▶ SOURCE DOCUMENT:

***

I don't know what you're doing (since you did not clarify it in your answer), but I would be extremely curious how the hell you can saturate 64gigs of RAM with VAM.

I've been working years with VAM and prior to having 64gigs I never ever saw VAM saturating 32 gigs, and since I'm on 64 gigs, I'm still not even close to ever seeing VAM go above 32. And I'm working with very intensive scenes.
I could even go further: working with UE4/5, I've never seen a game engine in editor going further than 36gigs, and we're talking about scenes with several thousands of entities... not the tiny amount of shits we got in VAM :p


Also amount of materials used in scene is a big impact for performance, if you have a lot materials on assets you get bad perfomace, also any alphasorting or transparency is a hard process for engine.
Collisions probably biggest problem in vam for CPU. Collisions for meshes should be simplified I recommend combining simplified versions of your collision into several large colliders in to blender (2-3 per for scene), according to my observations is best for CPU.

Don't scare people for nothing :)
Even tho what you're saying is kind of true. VAM scenes are barely on par with any retail games when it comes to amount of entities, colliders, materials, and so on. Let's assume Marina works with like 50/60 props and a bunch of basic shapes to build the enviro, if anything is dropping the frametime badly here, it's not that there is too much materials or transparency, it's that something in those props is badly made and far too expensive for what it is.

Most of my enviros are running with a bunch of mesh colliders, and dozens of collisions, and a bunch of materials. This has never been a problem.

The last potential problem could be the amount of atoms. But we have made scenes in the past with over 200 atoms and the game was handling it quite nicely.

Optimizing your assets is important, this is true. But at the scale of VAM IF you are not doing something extremely wrong with materials or meshes or shaders, it's highly unlikely you will feel it.
To be completely honest: yes, there are assets on the hub that are very badly made and can kill your vam just with a single instance.

***

▶ GIVEN TASK 1:
Answer these questions about the VAM performance discussion above:
(a) What is the most RAM the writer has seen a game engine use in the editor while working with UE4/5?
(b) Into how many large colliders per scene does the collision advice recommend combining the simplified versions?
(c) How many atoms did some past scenes have while the game still handled them well?
▶ GIVEN TASK 2: Reproduce the VAM performance discussion word for word, starting with "I could even" and going on through "best for CPU.".

▶ DATA LINES:
***

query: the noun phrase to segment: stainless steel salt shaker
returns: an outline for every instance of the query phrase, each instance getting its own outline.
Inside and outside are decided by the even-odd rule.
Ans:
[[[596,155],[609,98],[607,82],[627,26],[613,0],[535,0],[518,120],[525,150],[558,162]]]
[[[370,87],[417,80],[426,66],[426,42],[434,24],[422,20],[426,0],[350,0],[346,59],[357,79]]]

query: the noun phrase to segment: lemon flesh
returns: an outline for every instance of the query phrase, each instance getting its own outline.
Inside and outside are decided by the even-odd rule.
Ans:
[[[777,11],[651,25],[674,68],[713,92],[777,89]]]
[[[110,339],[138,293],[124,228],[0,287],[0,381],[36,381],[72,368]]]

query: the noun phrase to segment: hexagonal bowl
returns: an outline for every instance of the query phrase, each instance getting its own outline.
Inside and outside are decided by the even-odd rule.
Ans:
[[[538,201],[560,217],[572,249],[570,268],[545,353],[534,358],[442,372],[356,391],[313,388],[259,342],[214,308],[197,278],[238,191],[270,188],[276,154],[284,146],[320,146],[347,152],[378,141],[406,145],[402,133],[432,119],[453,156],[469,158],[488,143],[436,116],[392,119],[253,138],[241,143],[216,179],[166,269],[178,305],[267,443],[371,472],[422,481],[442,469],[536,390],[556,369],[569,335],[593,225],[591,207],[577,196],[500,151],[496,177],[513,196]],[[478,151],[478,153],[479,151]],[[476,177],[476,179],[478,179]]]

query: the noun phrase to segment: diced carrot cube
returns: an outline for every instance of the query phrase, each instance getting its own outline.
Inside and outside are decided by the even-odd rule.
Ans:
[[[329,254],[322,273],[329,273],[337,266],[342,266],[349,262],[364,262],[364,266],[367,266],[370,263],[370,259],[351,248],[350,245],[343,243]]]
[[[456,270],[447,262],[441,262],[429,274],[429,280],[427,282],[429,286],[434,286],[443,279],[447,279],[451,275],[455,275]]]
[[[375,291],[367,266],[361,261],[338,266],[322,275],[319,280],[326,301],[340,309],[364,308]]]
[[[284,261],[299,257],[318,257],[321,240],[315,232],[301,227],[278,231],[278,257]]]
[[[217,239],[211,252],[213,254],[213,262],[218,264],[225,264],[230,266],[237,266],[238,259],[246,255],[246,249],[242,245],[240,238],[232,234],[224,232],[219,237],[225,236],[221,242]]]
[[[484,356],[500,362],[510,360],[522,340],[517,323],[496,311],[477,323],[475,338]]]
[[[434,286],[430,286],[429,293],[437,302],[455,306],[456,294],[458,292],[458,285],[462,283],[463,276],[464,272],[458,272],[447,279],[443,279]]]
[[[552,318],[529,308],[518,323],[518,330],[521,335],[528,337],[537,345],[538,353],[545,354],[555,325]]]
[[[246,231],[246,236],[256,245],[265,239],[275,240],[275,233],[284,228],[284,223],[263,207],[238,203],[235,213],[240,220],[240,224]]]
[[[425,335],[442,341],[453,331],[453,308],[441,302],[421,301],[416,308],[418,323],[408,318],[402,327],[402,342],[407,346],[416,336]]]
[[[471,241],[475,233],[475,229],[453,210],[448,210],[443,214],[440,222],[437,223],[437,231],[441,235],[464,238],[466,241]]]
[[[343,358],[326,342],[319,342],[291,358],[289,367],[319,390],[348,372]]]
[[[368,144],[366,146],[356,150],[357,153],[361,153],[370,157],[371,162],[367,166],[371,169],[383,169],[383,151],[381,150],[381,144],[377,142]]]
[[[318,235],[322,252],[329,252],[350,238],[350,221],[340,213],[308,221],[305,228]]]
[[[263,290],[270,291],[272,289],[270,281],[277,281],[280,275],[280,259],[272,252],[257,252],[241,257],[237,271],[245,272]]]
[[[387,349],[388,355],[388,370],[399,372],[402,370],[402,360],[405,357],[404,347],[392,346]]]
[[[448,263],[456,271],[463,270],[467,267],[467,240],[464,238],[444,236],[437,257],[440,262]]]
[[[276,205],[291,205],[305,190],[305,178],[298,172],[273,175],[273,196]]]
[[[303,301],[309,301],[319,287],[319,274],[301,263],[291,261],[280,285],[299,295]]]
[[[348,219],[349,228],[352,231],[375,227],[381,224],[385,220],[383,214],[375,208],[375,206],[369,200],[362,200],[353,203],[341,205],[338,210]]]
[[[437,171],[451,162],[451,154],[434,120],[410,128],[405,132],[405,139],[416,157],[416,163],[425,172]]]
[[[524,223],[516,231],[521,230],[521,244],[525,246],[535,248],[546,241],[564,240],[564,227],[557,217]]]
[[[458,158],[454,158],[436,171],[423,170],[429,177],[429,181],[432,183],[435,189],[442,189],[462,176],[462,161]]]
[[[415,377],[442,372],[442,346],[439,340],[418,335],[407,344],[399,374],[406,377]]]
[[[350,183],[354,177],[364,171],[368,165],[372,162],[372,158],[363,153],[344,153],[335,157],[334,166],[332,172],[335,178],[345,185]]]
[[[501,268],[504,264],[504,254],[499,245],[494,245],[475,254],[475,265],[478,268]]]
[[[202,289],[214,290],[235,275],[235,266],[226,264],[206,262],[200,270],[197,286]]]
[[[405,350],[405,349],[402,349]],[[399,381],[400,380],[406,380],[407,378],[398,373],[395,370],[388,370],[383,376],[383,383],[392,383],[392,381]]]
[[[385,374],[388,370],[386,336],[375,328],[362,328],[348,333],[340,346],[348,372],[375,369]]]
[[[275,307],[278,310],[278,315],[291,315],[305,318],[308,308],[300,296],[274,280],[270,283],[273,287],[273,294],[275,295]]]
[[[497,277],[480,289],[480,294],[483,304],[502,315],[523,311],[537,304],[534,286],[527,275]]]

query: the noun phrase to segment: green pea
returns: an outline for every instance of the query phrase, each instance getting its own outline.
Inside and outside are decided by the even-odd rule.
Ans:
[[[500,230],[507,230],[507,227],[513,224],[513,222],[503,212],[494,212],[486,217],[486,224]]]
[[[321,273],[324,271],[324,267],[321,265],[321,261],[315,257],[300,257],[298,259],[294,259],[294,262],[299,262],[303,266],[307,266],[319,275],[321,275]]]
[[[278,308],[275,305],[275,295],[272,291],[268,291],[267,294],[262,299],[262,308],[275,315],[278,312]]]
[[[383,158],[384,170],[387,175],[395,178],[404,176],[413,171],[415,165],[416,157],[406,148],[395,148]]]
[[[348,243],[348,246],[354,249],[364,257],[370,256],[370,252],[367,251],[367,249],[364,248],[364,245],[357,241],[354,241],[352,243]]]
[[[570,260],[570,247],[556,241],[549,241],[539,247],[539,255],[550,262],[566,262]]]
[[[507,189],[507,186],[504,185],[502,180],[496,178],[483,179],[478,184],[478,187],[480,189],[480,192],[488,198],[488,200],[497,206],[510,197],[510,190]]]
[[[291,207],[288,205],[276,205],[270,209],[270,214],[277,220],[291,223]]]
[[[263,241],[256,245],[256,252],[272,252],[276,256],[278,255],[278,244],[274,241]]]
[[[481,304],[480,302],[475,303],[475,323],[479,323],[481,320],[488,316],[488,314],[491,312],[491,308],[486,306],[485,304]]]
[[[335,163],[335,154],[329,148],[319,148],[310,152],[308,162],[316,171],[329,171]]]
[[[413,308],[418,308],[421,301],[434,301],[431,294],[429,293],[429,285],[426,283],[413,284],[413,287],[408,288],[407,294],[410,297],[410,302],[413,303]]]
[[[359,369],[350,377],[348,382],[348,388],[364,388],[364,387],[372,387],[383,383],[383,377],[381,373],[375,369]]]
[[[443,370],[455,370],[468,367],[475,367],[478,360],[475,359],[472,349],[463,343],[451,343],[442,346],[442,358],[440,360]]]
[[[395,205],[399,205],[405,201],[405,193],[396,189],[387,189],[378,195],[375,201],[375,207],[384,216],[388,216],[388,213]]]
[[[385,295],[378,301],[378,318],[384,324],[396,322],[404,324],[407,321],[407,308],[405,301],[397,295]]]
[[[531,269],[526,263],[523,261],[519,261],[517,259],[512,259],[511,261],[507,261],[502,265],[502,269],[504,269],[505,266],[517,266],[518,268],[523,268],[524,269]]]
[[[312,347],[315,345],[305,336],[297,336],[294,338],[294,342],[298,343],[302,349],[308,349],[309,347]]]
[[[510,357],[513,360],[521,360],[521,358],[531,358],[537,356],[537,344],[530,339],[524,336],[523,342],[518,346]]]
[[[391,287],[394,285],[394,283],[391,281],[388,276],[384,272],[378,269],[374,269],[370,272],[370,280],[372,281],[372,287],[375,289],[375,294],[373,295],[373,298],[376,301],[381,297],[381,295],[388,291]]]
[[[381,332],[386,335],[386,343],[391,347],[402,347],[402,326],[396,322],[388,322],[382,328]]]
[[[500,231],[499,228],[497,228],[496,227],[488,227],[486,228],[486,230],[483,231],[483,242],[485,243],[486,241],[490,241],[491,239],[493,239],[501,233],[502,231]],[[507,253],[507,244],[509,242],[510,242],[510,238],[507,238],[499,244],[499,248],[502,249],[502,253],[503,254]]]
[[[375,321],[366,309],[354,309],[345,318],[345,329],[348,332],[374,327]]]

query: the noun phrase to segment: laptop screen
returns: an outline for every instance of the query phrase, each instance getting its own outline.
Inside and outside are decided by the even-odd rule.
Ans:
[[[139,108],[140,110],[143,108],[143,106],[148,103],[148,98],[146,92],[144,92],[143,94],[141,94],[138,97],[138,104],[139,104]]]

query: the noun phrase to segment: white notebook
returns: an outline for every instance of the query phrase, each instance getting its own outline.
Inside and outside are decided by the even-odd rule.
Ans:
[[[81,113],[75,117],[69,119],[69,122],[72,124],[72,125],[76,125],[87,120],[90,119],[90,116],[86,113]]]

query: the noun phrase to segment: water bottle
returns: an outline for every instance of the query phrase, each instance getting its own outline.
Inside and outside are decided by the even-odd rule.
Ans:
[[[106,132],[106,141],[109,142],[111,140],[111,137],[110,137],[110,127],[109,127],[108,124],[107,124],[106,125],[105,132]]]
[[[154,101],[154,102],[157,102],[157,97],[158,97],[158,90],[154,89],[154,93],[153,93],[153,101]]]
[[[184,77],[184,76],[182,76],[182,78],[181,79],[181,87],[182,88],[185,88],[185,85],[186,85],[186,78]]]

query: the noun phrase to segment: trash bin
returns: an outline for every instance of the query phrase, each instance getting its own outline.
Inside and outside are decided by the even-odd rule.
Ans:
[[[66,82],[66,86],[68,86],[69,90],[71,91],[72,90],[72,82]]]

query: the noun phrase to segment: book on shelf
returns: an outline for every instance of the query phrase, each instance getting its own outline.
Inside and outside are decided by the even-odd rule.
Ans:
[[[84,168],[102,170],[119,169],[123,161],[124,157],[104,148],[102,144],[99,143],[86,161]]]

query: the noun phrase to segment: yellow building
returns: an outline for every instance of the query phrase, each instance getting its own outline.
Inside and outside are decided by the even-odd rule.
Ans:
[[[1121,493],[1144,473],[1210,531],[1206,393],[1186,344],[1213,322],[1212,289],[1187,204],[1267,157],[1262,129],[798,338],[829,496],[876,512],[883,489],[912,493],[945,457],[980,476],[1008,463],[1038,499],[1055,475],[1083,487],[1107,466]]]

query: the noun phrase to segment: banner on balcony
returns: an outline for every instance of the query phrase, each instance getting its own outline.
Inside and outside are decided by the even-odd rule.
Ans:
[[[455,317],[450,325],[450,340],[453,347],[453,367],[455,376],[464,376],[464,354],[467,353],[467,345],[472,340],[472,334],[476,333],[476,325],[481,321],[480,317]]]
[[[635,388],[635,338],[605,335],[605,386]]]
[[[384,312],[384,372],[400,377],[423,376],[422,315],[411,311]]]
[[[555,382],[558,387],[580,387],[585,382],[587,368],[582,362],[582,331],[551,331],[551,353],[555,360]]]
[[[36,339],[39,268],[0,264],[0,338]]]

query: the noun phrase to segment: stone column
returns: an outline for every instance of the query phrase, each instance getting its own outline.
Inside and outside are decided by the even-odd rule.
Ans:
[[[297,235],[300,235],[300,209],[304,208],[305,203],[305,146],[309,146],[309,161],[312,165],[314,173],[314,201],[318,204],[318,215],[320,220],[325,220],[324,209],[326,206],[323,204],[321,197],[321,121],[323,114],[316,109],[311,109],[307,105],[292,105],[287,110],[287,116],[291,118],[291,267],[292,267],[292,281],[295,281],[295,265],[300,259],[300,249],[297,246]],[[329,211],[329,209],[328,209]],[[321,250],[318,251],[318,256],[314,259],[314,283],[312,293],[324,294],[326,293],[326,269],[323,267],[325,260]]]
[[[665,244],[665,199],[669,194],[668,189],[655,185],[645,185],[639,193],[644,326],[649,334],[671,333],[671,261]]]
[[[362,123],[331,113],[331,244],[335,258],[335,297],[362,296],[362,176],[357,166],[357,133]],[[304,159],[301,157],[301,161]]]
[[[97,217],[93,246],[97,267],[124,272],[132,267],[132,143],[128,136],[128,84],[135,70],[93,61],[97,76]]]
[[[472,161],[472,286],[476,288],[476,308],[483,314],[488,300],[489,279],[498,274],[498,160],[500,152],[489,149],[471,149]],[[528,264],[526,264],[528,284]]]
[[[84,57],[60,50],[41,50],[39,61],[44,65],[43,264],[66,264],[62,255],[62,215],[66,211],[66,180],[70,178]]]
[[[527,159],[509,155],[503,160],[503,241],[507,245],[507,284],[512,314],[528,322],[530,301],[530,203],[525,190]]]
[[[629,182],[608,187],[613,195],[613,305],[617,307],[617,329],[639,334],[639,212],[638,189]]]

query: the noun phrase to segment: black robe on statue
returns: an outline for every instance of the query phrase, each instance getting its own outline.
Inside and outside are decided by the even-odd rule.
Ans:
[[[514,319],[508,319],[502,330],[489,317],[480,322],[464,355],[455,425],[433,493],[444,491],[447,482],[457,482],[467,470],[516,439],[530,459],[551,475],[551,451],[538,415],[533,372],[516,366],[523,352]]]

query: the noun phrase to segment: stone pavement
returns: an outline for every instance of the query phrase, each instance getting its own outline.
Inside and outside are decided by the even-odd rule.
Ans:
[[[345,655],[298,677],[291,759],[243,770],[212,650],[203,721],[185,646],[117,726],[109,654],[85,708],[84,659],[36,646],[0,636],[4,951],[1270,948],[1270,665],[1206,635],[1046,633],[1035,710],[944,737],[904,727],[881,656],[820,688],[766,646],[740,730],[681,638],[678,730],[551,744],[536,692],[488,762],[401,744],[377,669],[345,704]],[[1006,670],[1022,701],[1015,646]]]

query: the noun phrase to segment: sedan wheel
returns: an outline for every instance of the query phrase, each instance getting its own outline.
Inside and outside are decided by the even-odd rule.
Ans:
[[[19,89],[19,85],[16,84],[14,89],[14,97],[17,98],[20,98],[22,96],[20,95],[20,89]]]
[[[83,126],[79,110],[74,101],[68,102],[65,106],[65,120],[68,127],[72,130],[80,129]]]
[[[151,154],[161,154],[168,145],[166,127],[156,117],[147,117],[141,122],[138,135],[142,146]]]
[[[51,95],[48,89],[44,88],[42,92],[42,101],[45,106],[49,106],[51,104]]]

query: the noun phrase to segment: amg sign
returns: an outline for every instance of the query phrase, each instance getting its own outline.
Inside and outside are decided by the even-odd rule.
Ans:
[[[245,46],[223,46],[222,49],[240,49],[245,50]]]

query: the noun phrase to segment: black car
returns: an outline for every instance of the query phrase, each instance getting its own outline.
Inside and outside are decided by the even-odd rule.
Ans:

***

▶ TASK OUTPUT 1:
(a) 36 gigs.
(b) 2-3 per scene.
(c) Over 200 atoms.

▶ TASK OUTPUT 2:
I could even go further: working with UE4/5, I've never seen a game engine in editor going further than 36gigs, and we're talking about scenes with several thousands of entities... not the tiny amount of shits we got in VAM :p


Also amount of materials used in scene is a big impact for performance, if you have a lot materials on assets you get bad perfomace, also any alphasorting or transparency is a hard process for engine.
Collisions probably biggest problem in vam for CPU. Collisions for meshes should be simplified I recommend combining simplified versions of your collision into several large colliders in to blender (2-3 per for scene), according to my observations is best for CPU.